_Task details_.
What you should give back is every line from the one containing "Greenhouse-scouting task: tag the white countertop" through the last line of the records below, word for word and without pictures.
START Extracted data
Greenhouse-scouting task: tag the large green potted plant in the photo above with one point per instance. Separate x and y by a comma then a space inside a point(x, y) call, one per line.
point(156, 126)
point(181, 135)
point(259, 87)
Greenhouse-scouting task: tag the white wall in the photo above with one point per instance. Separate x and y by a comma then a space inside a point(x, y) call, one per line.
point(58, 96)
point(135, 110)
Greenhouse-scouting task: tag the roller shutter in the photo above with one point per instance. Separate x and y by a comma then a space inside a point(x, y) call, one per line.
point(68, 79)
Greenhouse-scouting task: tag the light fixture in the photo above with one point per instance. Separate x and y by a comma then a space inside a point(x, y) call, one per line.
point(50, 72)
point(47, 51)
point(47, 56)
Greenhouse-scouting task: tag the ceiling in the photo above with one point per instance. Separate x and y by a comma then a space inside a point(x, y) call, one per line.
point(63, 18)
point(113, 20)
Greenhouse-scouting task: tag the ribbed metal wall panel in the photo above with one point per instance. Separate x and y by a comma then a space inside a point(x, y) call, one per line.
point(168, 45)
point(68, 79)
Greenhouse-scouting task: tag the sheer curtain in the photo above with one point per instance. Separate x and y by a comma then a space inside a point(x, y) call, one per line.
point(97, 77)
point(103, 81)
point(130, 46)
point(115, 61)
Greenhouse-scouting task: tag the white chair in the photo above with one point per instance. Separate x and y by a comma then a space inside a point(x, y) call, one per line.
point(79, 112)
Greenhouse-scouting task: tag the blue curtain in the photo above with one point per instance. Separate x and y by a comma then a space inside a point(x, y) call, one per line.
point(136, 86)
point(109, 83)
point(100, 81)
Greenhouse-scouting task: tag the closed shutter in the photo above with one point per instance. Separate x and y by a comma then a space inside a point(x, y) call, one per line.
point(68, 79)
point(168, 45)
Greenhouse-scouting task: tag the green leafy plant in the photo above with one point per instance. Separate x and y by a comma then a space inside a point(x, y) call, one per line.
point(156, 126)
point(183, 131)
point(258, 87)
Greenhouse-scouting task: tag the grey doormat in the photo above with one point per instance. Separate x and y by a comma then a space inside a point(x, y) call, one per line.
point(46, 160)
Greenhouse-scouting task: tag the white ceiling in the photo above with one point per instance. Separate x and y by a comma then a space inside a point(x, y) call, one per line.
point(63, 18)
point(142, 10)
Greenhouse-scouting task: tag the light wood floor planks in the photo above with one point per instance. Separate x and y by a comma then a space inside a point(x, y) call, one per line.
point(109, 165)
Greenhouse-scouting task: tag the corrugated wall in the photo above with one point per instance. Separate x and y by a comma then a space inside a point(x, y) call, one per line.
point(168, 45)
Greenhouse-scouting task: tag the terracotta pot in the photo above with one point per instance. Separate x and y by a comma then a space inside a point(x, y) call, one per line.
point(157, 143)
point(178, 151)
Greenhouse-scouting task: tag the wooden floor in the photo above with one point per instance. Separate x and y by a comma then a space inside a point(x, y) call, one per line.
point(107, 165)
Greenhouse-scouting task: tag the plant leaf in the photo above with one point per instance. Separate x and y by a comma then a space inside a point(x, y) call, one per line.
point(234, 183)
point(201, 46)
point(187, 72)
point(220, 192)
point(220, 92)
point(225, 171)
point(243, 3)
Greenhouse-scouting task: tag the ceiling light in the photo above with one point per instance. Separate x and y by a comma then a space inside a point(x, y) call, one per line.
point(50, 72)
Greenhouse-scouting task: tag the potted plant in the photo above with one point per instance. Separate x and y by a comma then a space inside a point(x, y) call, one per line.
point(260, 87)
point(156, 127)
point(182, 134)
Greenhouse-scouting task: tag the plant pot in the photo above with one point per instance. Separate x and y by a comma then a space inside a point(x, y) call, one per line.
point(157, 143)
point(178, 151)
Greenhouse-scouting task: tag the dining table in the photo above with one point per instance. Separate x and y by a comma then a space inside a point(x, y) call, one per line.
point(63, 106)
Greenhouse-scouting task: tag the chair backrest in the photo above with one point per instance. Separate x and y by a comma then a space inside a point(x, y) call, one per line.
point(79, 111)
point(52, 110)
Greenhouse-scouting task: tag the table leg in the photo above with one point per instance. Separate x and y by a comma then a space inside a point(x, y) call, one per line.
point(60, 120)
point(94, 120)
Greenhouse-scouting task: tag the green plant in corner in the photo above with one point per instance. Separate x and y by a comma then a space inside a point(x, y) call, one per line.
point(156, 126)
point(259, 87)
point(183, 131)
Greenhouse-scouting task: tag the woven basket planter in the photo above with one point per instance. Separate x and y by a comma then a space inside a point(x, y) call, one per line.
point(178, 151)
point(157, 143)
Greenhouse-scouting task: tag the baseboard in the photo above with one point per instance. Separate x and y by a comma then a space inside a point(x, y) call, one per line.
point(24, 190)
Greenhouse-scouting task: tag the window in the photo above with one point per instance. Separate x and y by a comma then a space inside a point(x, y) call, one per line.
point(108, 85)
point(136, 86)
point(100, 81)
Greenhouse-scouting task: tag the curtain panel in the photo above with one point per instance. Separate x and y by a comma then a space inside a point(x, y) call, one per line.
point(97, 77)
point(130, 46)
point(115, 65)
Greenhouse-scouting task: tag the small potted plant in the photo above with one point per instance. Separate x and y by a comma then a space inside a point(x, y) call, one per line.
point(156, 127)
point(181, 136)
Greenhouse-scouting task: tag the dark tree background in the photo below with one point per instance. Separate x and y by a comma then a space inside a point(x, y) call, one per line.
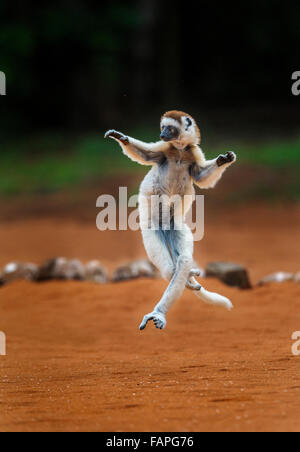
point(85, 65)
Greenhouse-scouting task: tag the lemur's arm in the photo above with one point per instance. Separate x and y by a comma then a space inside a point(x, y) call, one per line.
point(206, 173)
point(138, 151)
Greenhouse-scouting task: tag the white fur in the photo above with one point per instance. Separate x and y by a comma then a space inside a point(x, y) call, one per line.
point(164, 181)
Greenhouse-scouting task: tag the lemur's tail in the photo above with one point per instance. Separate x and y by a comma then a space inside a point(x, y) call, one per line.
point(214, 298)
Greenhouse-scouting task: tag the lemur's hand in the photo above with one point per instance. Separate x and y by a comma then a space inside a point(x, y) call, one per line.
point(117, 136)
point(158, 318)
point(230, 157)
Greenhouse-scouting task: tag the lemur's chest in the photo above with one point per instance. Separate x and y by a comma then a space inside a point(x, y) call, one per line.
point(172, 178)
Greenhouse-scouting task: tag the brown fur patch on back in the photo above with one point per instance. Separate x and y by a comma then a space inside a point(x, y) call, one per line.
point(177, 115)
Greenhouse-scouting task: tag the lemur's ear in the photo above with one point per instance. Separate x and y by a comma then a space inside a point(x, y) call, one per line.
point(188, 123)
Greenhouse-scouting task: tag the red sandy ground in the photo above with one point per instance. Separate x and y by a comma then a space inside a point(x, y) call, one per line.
point(76, 360)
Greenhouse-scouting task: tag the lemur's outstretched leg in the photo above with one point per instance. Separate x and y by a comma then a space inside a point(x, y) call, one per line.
point(183, 241)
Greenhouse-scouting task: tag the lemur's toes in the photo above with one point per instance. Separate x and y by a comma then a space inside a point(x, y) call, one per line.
point(117, 136)
point(196, 272)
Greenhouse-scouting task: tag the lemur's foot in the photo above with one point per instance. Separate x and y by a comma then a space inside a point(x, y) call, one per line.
point(230, 157)
point(117, 136)
point(193, 285)
point(196, 272)
point(158, 318)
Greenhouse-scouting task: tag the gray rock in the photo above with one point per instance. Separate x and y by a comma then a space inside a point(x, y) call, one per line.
point(134, 270)
point(278, 277)
point(231, 274)
point(15, 270)
point(61, 268)
point(95, 272)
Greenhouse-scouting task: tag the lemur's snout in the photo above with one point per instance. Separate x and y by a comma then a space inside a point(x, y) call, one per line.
point(169, 133)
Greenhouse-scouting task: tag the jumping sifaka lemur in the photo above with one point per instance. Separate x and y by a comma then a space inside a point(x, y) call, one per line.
point(177, 163)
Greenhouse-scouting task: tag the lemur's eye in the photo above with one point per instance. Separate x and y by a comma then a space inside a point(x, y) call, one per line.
point(188, 123)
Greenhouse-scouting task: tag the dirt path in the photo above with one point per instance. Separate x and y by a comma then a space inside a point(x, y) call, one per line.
point(76, 360)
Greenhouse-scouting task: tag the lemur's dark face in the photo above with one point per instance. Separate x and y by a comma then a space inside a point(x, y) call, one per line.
point(169, 133)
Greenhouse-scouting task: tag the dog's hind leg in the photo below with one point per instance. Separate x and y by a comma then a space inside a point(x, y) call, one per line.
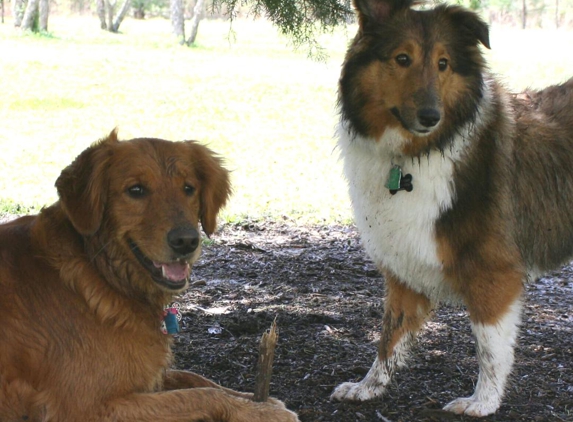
point(404, 313)
point(495, 343)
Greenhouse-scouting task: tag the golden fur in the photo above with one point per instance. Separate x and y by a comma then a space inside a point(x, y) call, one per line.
point(82, 291)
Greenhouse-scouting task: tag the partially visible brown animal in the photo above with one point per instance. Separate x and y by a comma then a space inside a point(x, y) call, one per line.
point(83, 287)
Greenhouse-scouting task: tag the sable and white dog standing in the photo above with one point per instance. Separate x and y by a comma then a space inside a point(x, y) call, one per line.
point(461, 191)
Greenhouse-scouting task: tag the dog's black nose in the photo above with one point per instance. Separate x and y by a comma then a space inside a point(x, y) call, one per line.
point(428, 117)
point(183, 240)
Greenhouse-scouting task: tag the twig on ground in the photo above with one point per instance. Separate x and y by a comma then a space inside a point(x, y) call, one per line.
point(265, 363)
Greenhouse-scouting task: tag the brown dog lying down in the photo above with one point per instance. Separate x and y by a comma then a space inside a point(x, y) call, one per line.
point(83, 287)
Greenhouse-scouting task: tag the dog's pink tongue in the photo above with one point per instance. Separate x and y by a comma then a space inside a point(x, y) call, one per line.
point(174, 271)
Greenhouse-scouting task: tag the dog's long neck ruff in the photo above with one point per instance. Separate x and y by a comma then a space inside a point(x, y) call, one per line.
point(398, 231)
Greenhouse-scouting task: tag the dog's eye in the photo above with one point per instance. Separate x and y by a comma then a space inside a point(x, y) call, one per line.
point(189, 190)
point(136, 191)
point(403, 60)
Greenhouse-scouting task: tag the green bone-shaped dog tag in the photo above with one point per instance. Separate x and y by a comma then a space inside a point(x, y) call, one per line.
point(393, 182)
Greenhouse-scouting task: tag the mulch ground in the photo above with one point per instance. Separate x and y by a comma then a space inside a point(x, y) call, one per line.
point(327, 299)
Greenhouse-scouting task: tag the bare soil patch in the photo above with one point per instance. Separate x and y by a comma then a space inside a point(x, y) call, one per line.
point(327, 298)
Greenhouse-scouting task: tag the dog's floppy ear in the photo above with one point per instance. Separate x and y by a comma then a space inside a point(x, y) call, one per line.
point(215, 185)
point(82, 186)
point(377, 11)
point(470, 26)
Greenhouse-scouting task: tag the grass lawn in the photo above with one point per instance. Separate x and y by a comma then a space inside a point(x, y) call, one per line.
point(269, 110)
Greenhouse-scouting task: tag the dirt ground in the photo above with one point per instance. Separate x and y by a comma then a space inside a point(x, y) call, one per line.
point(326, 296)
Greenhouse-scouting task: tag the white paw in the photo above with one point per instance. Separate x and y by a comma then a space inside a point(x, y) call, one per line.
point(356, 391)
point(472, 407)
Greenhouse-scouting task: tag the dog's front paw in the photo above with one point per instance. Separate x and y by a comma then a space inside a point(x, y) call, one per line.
point(472, 407)
point(356, 391)
point(274, 412)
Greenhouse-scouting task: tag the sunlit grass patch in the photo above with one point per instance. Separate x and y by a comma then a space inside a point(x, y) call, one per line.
point(266, 108)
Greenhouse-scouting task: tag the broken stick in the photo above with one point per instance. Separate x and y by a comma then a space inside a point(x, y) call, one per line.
point(265, 363)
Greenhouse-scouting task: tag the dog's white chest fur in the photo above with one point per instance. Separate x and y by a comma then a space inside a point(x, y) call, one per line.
point(398, 231)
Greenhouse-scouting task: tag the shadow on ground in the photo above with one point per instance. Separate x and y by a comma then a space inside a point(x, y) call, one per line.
point(326, 296)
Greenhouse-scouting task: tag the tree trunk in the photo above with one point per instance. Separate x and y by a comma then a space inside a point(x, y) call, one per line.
point(178, 20)
point(100, 5)
point(44, 10)
point(18, 7)
point(197, 16)
point(119, 19)
point(30, 19)
point(109, 14)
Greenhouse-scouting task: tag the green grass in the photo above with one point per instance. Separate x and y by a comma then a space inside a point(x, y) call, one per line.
point(269, 110)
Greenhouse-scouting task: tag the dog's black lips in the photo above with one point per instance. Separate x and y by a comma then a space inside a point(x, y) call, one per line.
point(155, 272)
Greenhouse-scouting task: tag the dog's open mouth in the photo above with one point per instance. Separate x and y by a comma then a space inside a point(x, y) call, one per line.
point(173, 275)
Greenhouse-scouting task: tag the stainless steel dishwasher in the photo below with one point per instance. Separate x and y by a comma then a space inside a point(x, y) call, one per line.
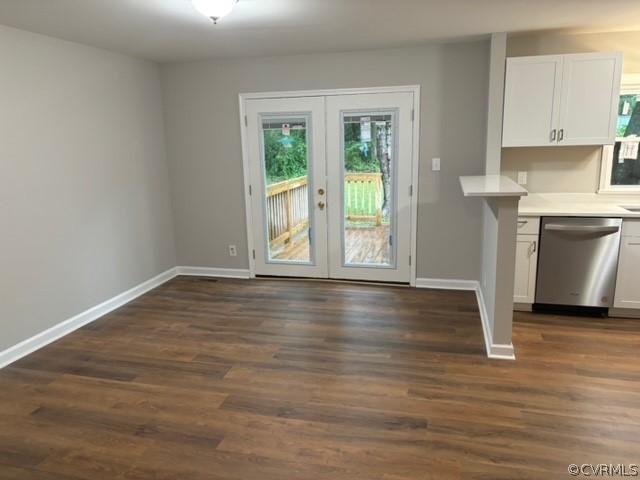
point(578, 261)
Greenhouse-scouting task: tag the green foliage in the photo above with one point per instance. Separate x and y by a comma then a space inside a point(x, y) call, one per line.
point(282, 161)
point(357, 157)
point(286, 158)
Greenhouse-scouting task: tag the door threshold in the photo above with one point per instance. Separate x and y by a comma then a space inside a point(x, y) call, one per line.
point(334, 280)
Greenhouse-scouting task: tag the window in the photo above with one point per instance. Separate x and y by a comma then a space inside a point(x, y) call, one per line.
point(621, 161)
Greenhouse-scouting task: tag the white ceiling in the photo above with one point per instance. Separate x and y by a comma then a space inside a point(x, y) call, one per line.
point(171, 30)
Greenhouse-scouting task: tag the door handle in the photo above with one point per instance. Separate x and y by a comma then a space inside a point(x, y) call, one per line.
point(581, 228)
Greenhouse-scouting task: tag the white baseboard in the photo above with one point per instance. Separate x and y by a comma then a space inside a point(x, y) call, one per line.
point(58, 331)
point(494, 350)
point(214, 272)
point(445, 284)
point(498, 351)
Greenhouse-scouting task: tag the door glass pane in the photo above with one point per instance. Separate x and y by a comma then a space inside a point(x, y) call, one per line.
point(368, 188)
point(626, 154)
point(286, 170)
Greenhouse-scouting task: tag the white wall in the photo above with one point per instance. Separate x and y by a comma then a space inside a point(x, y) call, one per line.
point(566, 169)
point(203, 135)
point(85, 210)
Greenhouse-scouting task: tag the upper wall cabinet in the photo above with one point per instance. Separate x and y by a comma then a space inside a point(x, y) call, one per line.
point(561, 100)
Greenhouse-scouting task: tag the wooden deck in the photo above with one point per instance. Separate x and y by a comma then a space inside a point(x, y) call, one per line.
point(291, 380)
point(365, 245)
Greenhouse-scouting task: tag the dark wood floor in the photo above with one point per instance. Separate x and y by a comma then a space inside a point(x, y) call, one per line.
point(277, 380)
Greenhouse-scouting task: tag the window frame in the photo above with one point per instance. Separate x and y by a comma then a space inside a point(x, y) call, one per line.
point(629, 86)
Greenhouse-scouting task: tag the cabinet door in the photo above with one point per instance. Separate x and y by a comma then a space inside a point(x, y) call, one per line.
point(627, 285)
point(531, 102)
point(526, 265)
point(589, 101)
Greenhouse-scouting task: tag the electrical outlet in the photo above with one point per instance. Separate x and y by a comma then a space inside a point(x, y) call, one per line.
point(522, 178)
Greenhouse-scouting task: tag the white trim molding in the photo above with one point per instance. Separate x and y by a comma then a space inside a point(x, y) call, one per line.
point(499, 351)
point(68, 326)
point(415, 167)
point(72, 324)
point(494, 350)
point(446, 284)
point(214, 272)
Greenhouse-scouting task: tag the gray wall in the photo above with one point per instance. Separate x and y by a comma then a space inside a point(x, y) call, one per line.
point(555, 169)
point(203, 138)
point(84, 195)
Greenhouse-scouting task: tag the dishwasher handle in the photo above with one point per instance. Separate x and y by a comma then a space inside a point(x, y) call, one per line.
point(582, 228)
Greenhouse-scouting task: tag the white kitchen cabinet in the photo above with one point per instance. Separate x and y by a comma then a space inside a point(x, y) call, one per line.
point(628, 281)
point(561, 100)
point(526, 262)
point(531, 100)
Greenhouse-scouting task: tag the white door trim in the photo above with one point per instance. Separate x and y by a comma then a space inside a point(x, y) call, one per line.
point(415, 89)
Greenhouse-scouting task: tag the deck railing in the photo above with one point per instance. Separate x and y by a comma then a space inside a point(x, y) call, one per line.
point(288, 204)
point(287, 209)
point(363, 197)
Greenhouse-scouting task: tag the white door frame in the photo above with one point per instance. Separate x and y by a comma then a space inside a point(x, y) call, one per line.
point(415, 160)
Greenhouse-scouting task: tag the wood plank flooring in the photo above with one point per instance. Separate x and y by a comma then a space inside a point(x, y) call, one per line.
point(291, 380)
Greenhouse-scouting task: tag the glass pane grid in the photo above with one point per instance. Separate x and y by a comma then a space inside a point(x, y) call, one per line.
point(625, 168)
point(286, 169)
point(367, 192)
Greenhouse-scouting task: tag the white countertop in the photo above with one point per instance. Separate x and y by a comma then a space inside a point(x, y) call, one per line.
point(491, 186)
point(578, 205)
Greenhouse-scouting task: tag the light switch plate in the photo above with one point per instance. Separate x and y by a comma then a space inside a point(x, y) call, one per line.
point(522, 178)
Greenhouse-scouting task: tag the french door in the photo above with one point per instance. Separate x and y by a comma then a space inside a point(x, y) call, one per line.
point(330, 185)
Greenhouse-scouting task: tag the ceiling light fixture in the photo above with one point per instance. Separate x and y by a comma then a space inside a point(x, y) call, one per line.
point(214, 9)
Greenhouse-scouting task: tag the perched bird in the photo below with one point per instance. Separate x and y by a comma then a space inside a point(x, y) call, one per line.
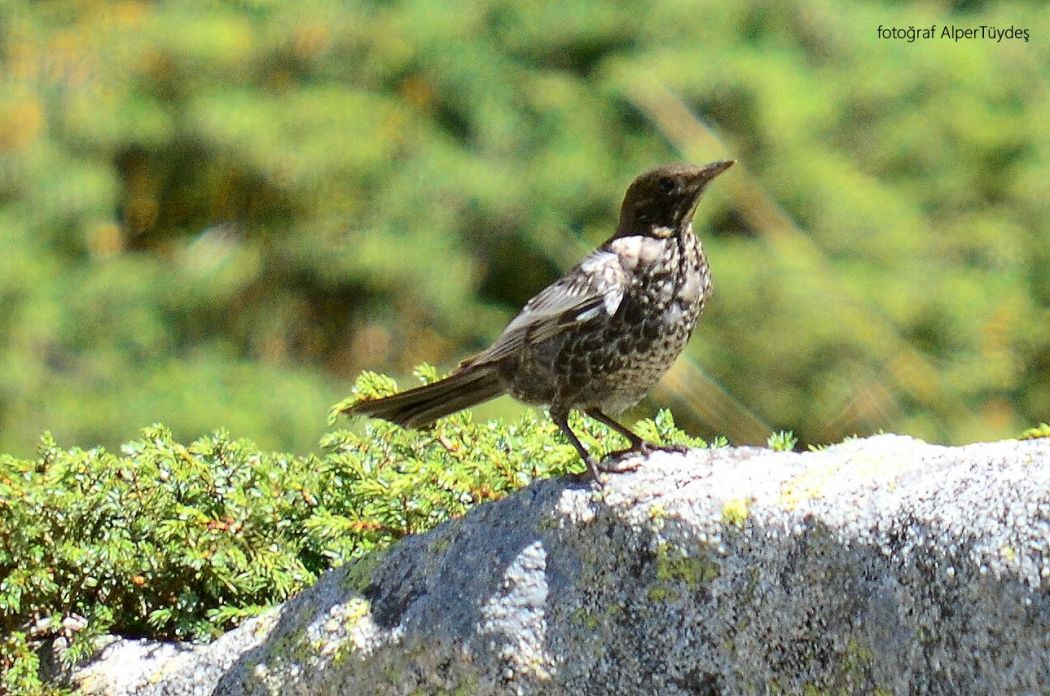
END Extracted data
_Output for this exercise_.
Greenhouse-scouting task: tag the white countertop in the photo above with one point per instance. Separate x and y by a comma then a space inside a point(x, y) call, one per line.
point(491, 186)
point(578, 205)
Greenhouse-scouting task: tag the light switch plate in the photo above with one point per instance. Separate x and y by a comma then a space inside a point(x, y) call, one per line.
point(522, 178)
Greenhouse-scouting task: tag the french door in the photo above with one point per instance. Separate x and y by a comma then a space inside a point(x, y) call, one per line.
point(330, 185)
Greenhouse-scouting task: tag the ceiling light fixture in the photo above with one point per instance. Separate x and y by a comma then a space inside a point(x, y) call, one per line.
point(214, 9)
Greenhouse-scouting task: tag the perched bird in the photo below with one point per instance. Separate x and y by a comma then a space inside a point(x, y) call, one per line.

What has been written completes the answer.